Copy out word for word only the lines of the items below, from the line containing "Target: glass pane" through the line containing "[[[567,247],[566,24],[6,23],[0,226]]]", including both of those lines.

━━━ Entries

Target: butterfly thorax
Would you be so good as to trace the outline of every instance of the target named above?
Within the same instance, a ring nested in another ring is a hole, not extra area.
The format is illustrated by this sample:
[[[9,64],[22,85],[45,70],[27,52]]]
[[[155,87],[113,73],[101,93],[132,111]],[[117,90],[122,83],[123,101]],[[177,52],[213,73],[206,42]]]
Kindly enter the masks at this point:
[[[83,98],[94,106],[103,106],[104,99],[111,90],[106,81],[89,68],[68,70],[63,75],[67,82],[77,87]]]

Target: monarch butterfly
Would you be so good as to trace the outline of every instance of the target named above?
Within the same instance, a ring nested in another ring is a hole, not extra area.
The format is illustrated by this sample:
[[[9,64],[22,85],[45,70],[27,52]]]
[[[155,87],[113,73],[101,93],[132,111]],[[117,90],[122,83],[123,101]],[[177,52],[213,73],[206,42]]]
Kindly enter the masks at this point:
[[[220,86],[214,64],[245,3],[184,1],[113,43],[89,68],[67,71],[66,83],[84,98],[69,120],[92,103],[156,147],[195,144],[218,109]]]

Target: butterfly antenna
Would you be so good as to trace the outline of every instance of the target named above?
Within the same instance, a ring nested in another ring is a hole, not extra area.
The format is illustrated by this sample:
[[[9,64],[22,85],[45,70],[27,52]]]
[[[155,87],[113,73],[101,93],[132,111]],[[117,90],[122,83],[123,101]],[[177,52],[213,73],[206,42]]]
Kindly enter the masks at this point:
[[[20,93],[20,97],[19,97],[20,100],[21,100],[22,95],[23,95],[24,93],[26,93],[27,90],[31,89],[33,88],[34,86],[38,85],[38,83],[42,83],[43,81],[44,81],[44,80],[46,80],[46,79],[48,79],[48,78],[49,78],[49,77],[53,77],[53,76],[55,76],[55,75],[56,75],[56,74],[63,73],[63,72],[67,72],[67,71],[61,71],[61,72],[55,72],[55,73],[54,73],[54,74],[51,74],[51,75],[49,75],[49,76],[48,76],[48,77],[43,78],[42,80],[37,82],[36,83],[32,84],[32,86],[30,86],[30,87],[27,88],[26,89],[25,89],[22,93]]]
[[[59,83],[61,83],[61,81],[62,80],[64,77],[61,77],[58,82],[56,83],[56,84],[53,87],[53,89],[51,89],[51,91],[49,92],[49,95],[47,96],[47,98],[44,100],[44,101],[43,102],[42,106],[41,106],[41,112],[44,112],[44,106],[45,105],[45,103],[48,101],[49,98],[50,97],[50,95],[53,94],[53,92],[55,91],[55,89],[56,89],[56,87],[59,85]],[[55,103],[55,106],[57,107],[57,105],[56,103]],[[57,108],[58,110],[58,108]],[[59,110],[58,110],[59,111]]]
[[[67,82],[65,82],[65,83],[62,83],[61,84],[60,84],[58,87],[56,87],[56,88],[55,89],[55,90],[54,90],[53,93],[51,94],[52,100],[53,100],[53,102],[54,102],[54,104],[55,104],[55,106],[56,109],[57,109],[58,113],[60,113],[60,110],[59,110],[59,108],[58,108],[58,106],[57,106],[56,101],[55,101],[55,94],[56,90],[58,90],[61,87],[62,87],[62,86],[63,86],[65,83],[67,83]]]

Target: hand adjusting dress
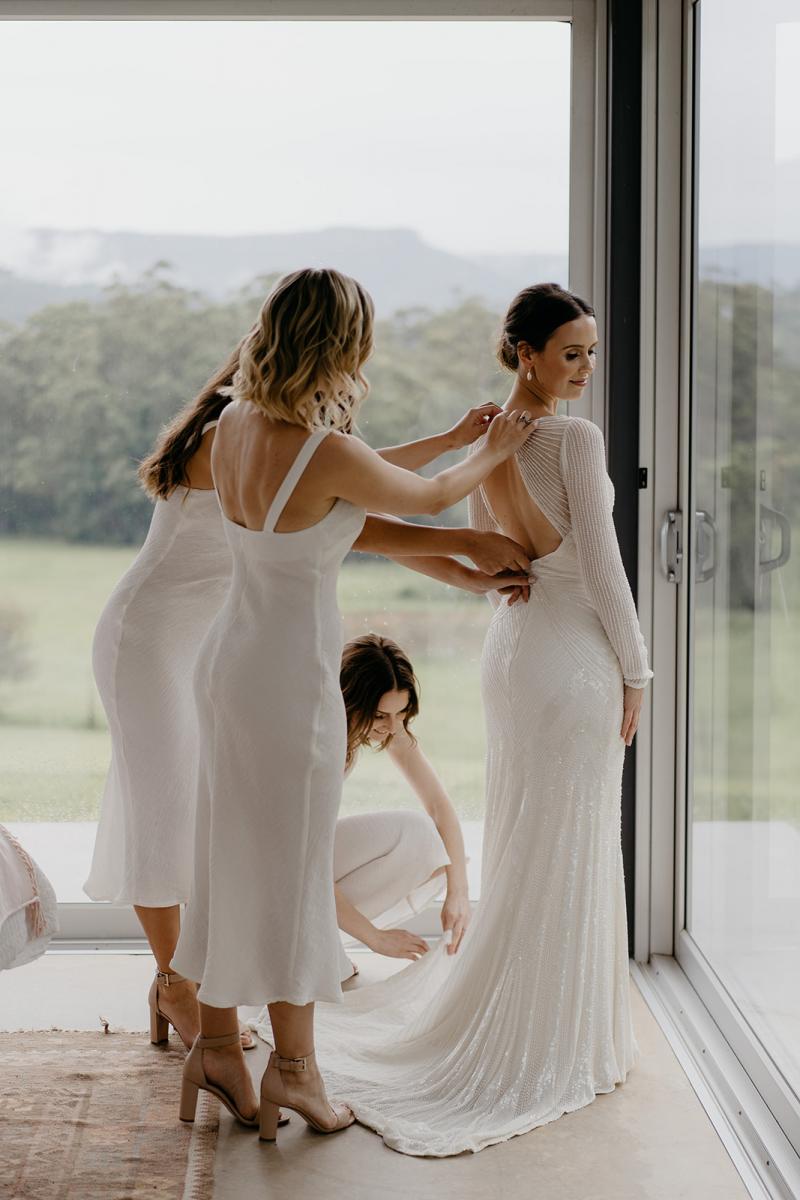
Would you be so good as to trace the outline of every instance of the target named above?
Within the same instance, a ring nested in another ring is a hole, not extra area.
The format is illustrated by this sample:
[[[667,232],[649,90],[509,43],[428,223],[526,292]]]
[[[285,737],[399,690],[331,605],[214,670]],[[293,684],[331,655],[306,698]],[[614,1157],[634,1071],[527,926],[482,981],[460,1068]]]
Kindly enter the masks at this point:
[[[633,1063],[620,793],[622,679],[650,676],[600,431],[545,418],[516,455],[560,533],[482,656],[483,893],[462,949],[317,1009],[320,1066],[408,1154],[477,1151],[610,1092]],[[471,522],[495,528],[482,494]]]
[[[275,526],[312,455],[302,444],[263,529],[223,512],[225,601],[198,656],[194,884],[175,970],[217,1008],[341,1000],[333,833],[347,751],[339,566],[366,514],[337,500]]]

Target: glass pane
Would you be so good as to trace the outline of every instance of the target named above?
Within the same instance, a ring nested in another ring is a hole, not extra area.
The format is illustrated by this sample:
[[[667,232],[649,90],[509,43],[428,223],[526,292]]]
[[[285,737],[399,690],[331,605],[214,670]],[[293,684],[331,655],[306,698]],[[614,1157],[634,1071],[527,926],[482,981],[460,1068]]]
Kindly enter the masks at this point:
[[[375,298],[372,445],[503,400],[500,314],[567,278],[570,26],[10,23],[0,103],[0,821],[78,901],[109,760],[91,637],[150,521],[137,460],[270,280],[315,263]],[[356,556],[341,595],[348,635],[411,658],[476,889],[488,604]],[[343,811],[417,803],[365,754]]]
[[[687,924],[800,1094],[800,20],[699,12]]]

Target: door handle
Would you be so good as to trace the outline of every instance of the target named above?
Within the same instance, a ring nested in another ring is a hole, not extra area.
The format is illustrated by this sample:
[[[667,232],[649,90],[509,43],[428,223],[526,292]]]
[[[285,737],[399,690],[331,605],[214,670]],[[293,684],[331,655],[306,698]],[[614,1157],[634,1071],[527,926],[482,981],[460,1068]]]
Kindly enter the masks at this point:
[[[669,583],[680,583],[684,574],[684,518],[670,509],[661,526],[661,570]]]
[[[704,566],[705,559],[711,553],[711,565]],[[717,527],[714,517],[705,509],[698,509],[694,514],[694,580],[697,583],[705,583],[712,578],[717,569]]]
[[[765,575],[768,571],[776,571],[778,566],[783,566],[784,563],[789,562],[792,553],[792,526],[784,512],[778,512],[777,509],[771,509],[768,504],[759,505],[759,518],[758,569]],[[774,521],[781,532],[781,548],[775,558],[762,558],[765,547],[769,546],[769,538],[764,532],[764,524],[768,521]]]

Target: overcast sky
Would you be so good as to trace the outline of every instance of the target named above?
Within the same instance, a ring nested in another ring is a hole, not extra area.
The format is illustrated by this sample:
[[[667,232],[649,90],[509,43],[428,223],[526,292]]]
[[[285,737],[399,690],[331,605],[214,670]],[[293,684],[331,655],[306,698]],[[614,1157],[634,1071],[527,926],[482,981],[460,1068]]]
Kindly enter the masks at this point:
[[[800,20],[702,12],[702,241],[800,240]],[[565,252],[569,97],[566,24],[7,22],[0,247],[345,224]]]
[[[567,247],[566,24],[6,23],[0,226]]]

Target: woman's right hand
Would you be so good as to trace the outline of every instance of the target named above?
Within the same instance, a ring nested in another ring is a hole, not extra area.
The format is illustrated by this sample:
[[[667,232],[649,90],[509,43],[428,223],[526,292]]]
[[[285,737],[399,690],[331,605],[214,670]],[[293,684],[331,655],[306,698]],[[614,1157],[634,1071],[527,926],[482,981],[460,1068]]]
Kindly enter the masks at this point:
[[[524,546],[512,538],[506,538],[504,533],[485,533],[476,529],[471,538],[469,558],[485,575],[499,575],[500,571],[515,574],[521,571],[527,575],[530,570],[530,556]]]
[[[539,421],[534,420],[530,413],[525,413],[524,409],[498,413],[489,425],[483,450],[492,455],[497,462],[504,462],[525,444],[537,425]]]
[[[427,954],[429,947],[423,937],[410,934],[408,929],[377,929],[375,936],[369,938],[369,949],[389,959],[415,961]]]
[[[622,726],[619,731],[619,736],[625,742],[625,745],[630,746],[633,744],[636,731],[639,727],[644,688],[630,688],[626,684],[622,697]]]

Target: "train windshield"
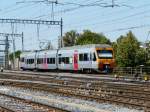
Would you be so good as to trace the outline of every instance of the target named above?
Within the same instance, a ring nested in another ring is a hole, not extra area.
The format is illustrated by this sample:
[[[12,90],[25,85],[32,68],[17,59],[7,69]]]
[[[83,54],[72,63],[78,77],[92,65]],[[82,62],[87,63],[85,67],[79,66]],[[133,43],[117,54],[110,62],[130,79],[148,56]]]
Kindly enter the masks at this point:
[[[112,50],[97,50],[98,58],[100,59],[112,59],[113,52]]]

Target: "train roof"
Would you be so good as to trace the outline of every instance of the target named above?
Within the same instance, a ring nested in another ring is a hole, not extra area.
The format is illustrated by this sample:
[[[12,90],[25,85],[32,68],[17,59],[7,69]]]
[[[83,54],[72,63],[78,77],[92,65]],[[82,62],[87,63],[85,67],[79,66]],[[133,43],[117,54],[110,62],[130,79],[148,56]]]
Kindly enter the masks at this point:
[[[87,45],[76,45],[71,47],[63,47],[61,50],[67,49],[80,49],[80,48],[111,48],[108,44],[87,44]]]

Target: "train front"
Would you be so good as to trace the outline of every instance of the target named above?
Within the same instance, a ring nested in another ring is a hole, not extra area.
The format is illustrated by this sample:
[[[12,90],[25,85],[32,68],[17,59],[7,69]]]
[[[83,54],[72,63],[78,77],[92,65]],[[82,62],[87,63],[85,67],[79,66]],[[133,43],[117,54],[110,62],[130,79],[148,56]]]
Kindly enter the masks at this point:
[[[115,66],[113,48],[96,48],[98,69],[111,72]]]

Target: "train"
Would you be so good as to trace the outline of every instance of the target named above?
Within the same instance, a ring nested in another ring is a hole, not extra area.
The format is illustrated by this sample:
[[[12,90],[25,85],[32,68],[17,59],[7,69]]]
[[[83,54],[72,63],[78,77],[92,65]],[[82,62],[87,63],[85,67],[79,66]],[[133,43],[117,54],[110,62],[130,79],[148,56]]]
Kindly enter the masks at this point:
[[[114,50],[108,44],[88,44],[55,50],[23,52],[22,70],[108,72],[115,66]]]

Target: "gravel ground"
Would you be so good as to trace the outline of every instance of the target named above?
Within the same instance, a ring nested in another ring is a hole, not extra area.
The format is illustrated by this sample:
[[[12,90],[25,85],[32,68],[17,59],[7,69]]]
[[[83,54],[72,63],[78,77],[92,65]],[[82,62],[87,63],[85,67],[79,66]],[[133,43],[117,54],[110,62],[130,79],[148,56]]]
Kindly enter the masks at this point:
[[[72,112],[144,112],[143,110],[129,109],[121,106],[97,103],[95,101],[81,100],[72,97],[63,97],[44,91],[0,86],[0,93],[17,96],[24,99],[40,102],[52,107],[63,108]]]

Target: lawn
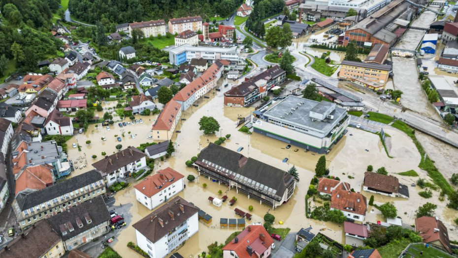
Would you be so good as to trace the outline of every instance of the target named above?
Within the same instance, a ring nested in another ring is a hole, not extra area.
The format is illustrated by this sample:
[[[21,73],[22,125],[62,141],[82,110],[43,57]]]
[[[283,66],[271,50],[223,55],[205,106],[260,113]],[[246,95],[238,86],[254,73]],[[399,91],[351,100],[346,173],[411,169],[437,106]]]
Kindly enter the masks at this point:
[[[14,59],[12,59],[9,60],[9,62],[8,63],[8,67],[3,72],[3,74],[4,74],[4,75],[3,76],[3,77],[0,77],[0,83],[4,82],[5,81],[5,79],[8,78],[8,77],[11,74],[14,73],[15,71],[16,60]]]
[[[361,116],[362,115],[362,112],[360,111],[349,111],[347,112],[348,115],[354,115],[355,116]]]
[[[334,66],[328,65],[325,59],[321,58],[315,58],[315,62],[312,65],[312,68],[327,76],[332,75],[338,67],[339,67],[338,65]]]
[[[393,117],[389,115],[386,115],[376,113],[375,112],[371,112],[370,111],[367,112],[367,115],[370,115],[369,117],[367,117],[367,119],[369,120],[372,120],[372,121],[380,122],[387,124],[392,122],[393,119],[394,119]]]
[[[157,37],[154,37],[152,40],[150,39],[149,38],[146,38],[141,39],[140,42],[142,43],[150,42],[152,44],[153,46],[155,47],[158,48],[159,49],[162,49],[167,46],[174,45],[175,37],[173,35],[171,35],[169,38],[167,38],[167,37],[163,36],[160,39],[158,38]]]
[[[247,20],[248,19],[249,16],[247,16],[246,17],[241,17],[240,16],[235,16],[235,18],[234,19],[234,25],[240,25],[242,23],[246,22]]]

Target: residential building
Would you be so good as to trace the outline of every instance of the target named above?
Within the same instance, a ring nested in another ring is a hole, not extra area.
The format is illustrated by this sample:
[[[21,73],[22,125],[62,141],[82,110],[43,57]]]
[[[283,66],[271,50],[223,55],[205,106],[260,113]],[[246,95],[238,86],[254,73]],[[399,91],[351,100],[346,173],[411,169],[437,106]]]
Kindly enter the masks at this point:
[[[262,225],[249,226],[222,248],[223,257],[269,257],[273,239]]]
[[[138,114],[146,109],[154,109],[155,105],[153,98],[142,93],[134,95],[131,98],[132,101],[129,102],[129,106],[132,109],[132,114]]]
[[[349,219],[364,221],[367,211],[366,197],[358,193],[336,190],[331,195],[331,210],[339,210]]]
[[[98,74],[96,76],[96,80],[97,80],[97,84],[100,86],[107,84],[113,84],[116,82],[114,76],[112,74],[104,71],[100,72],[100,73]]]
[[[0,117],[0,151],[3,154],[3,158],[6,155],[9,142],[14,133],[11,120]]]
[[[145,38],[149,37],[151,35],[153,37],[157,37],[158,35],[160,34],[163,36],[165,36],[165,22],[164,20],[130,23],[129,33],[131,35],[132,30],[138,29],[143,32],[143,36]],[[169,27],[169,32],[170,32]],[[170,32],[170,33],[175,34],[175,32]]]
[[[458,23],[446,23],[441,37],[442,44],[447,45],[449,41],[455,41],[458,36]]]
[[[45,220],[34,223],[25,230],[25,237],[18,237],[0,250],[0,257],[17,258],[60,258],[65,253],[62,239]],[[26,255],[25,254],[27,254]]]
[[[392,69],[388,64],[344,60],[341,62],[339,76],[371,89],[383,90]]]
[[[184,178],[170,167],[161,170],[134,187],[137,201],[152,210],[183,191]]]
[[[317,187],[317,190],[320,195],[328,196],[330,196],[332,191],[335,190],[350,191],[351,189],[350,184],[346,182],[326,177],[322,177],[318,180],[318,186]]]
[[[388,52],[390,48],[387,45],[384,44],[376,44],[372,49],[371,50],[369,55],[366,57],[364,62],[376,63],[383,64],[388,57]]]
[[[246,17],[251,14],[253,9],[251,7],[247,5],[246,3],[243,3],[237,9],[237,16],[241,17]]]
[[[294,193],[294,177],[288,173],[239,152],[210,143],[200,151],[194,163],[199,174],[235,188],[250,198],[272,205],[287,201]]]
[[[198,231],[198,211],[181,197],[173,198],[132,226],[136,245],[150,257],[164,257]]]
[[[158,141],[171,140],[181,116],[181,104],[172,99],[165,104],[153,125],[154,139]]]
[[[224,93],[224,105],[247,107],[267,96],[267,91],[281,85],[286,78],[286,72],[275,65],[247,81],[233,86]]]
[[[400,184],[397,178],[373,172],[364,173],[362,190],[392,197],[409,199],[409,188]]]
[[[187,30],[195,32],[202,31],[202,17],[193,16],[171,19],[168,20],[168,32],[171,34],[180,33]]]
[[[344,222],[344,231],[346,236],[351,236],[359,239],[364,240],[369,237],[367,226],[352,223],[349,221]]]
[[[131,146],[103,159],[92,166],[103,177],[107,186],[110,186],[117,178],[127,177],[132,172],[146,167],[146,155],[139,149]]]
[[[198,58],[192,58],[191,60],[191,65],[196,67],[196,71],[201,73],[208,67],[208,61],[206,59],[202,57]]]
[[[145,148],[145,153],[150,159],[157,159],[165,155],[169,141],[164,141]]]
[[[452,254],[447,228],[437,218],[423,216],[415,219],[415,231],[419,232],[424,243]]]
[[[347,258],[382,258],[377,249],[363,249],[352,252]]]
[[[175,46],[181,46],[185,44],[197,46],[198,44],[197,33],[192,30],[187,29],[175,36]]]
[[[65,211],[77,202],[105,194],[102,177],[92,170],[41,190],[20,192],[13,202],[13,211],[21,228],[24,229]]]
[[[119,50],[119,57],[122,58],[129,60],[135,57],[135,49],[130,46],[123,47]]]
[[[54,72],[56,74],[59,74],[65,68],[68,68],[69,65],[67,59],[62,57],[58,57],[49,64],[49,70]]]
[[[98,196],[47,220],[64,242],[66,251],[76,249],[110,231],[111,216],[103,198]]]
[[[170,63],[175,65],[190,62],[193,58],[201,57],[213,61],[226,59],[238,63],[240,61],[240,49],[238,49],[236,46],[229,48],[194,47],[185,44],[166,51],[168,51]]]
[[[320,154],[342,138],[350,123],[346,110],[327,101],[290,95],[271,104],[252,115],[253,131]]]

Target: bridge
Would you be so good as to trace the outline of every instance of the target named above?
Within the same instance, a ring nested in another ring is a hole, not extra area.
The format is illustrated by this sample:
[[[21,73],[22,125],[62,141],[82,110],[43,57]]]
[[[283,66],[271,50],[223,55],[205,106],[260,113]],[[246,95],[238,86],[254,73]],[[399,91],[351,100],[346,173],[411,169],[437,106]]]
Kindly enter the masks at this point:
[[[420,6],[420,7],[423,7],[423,8],[424,8],[425,9],[426,9],[426,10],[427,10],[428,11],[431,11],[431,12],[433,12],[433,13],[435,13],[436,14],[437,14],[437,15],[440,14],[440,13],[439,13],[439,12],[438,12],[437,11],[434,11],[434,10],[431,10],[431,9],[429,9],[429,8],[428,8],[428,7],[425,6],[425,5],[421,5],[421,4],[418,4],[418,3],[415,3],[415,2],[412,2],[412,1],[410,1],[410,0],[406,0],[407,2],[410,3],[411,3],[411,4],[413,4],[414,5],[415,5],[416,6]]]

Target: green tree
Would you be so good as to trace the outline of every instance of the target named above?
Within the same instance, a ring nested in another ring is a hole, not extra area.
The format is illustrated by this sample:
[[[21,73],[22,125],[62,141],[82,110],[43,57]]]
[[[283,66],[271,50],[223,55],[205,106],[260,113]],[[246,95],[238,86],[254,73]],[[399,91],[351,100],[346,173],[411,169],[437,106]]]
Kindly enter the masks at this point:
[[[382,205],[378,208],[382,212],[382,215],[386,218],[395,218],[397,216],[397,209],[394,205],[390,202]]]
[[[170,89],[163,86],[158,90],[158,100],[160,103],[164,105],[167,104],[173,97]]]
[[[294,72],[294,66],[293,65],[294,61],[293,56],[290,53],[290,51],[287,49],[283,52],[282,58],[280,59],[280,67],[286,72],[286,74],[292,74]]]
[[[220,124],[213,116],[202,116],[199,120],[199,130],[204,134],[214,134],[220,130]]]
[[[345,60],[360,62],[361,59],[358,57],[358,47],[356,45],[356,41],[354,39],[350,40],[347,46],[347,51],[345,51]]]
[[[447,124],[452,125],[454,122],[455,121],[455,116],[453,114],[449,114],[445,115],[444,119]]]
[[[358,14],[358,13],[356,12],[356,10],[355,10],[353,8],[351,8],[348,9],[348,12],[347,13],[347,14],[345,15],[345,17],[348,17],[349,16],[355,16],[357,15]]]
[[[171,141],[168,142],[166,151],[168,155],[172,155],[172,153],[175,152],[175,147],[173,146],[173,143]]]
[[[304,95],[302,97],[307,99],[315,100],[319,96],[318,90],[317,89],[317,85],[315,84],[310,84],[307,85],[305,88],[302,90],[302,94]]]
[[[426,202],[423,204],[423,206],[420,206],[418,207],[418,209],[417,210],[416,213],[415,213],[415,217],[417,218],[420,218],[424,216],[432,217],[434,214],[434,210],[436,209],[437,207],[437,205],[436,204]]]
[[[321,176],[326,172],[326,156],[323,155],[318,159],[317,166],[315,168],[315,172],[317,176]]]

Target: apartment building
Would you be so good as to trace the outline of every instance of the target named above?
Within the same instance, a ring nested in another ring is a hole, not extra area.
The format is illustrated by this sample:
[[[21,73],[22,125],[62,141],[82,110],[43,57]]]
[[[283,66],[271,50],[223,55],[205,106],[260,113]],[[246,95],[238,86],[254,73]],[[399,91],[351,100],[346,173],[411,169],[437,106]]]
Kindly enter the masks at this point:
[[[171,19],[168,20],[168,32],[178,34],[189,29],[194,32],[202,31],[202,17],[193,16]]]

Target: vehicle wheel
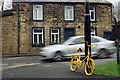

━━━━━━

#### [Result of this exercise]
Target: glass pane
Would you be so good as to trace the outline of every instance of the target named above?
Within the same instance, a ring nested in another ring is a hole, not extra area.
The format is illustrated by this sample:
[[[667,232],[649,90],[509,43],[428,223],[526,292]]]
[[[285,737],[399,690],[331,605],[214,670]],[[293,684],[331,655],[306,698]],[[614,1157],[634,1071],[527,926],[482,981],[460,1068]]]
Kindly enter the masks at this point:
[[[375,298],[372,445],[503,400],[500,314],[567,278],[570,26],[10,23],[0,103],[0,821],[78,901],[109,760],[91,637],[150,521],[137,460],[270,280],[315,263]],[[356,556],[341,595],[348,635],[411,658],[476,889],[488,604]],[[343,811],[417,803],[365,754]]]
[[[687,924],[800,1094],[800,20],[699,12]]]

Target: door handle
Would you be so good as to trace the outline of every instance of the target named above?
Within the same instance, a ring nested in another ring is a hole, not extra area.
The format is illustrated by this sample:
[[[667,232],[649,90],[509,43],[428,223],[526,292]]]
[[[285,737],[399,690],[331,605],[214,670]],[[293,684],[331,655],[306,698]],[[614,1157],[634,1071],[527,926],[482,981],[460,1068]]]
Kindly enter the masks at this point:
[[[669,583],[680,583],[684,574],[684,518],[670,509],[661,526],[661,570]]]
[[[704,566],[705,559],[711,553],[711,565]],[[717,527],[714,517],[705,509],[698,509],[694,514],[694,580],[697,583],[705,583],[712,578],[717,569]]]
[[[765,575],[768,571],[776,571],[778,566],[783,566],[784,563],[789,562],[792,553],[792,526],[784,512],[778,512],[777,509],[771,509],[768,504],[759,505],[759,518],[758,569]],[[774,521],[781,532],[781,548],[775,558],[762,558],[765,547],[769,546],[769,538],[764,532],[764,524],[768,521]]]

Target: overcast sky
Would you be so good as to trace the outline of every instance of the target named above?
Within the same instance, a ring nested in another ring is a hole, not extra area.
The format is illustrated by this sample:
[[[667,232],[649,90],[509,43],[428,223],[526,292]]]
[[[285,737],[399,690],[331,605],[214,670]],[[293,684],[331,655],[306,698]],[[614,1157],[634,1071],[527,926],[482,981],[460,1068]]]
Kindly enter the masks at this point:
[[[800,20],[702,12],[702,241],[800,240]],[[565,252],[569,97],[566,24],[7,22],[0,247],[345,224]]]
[[[567,247],[566,24],[6,23],[0,226]]]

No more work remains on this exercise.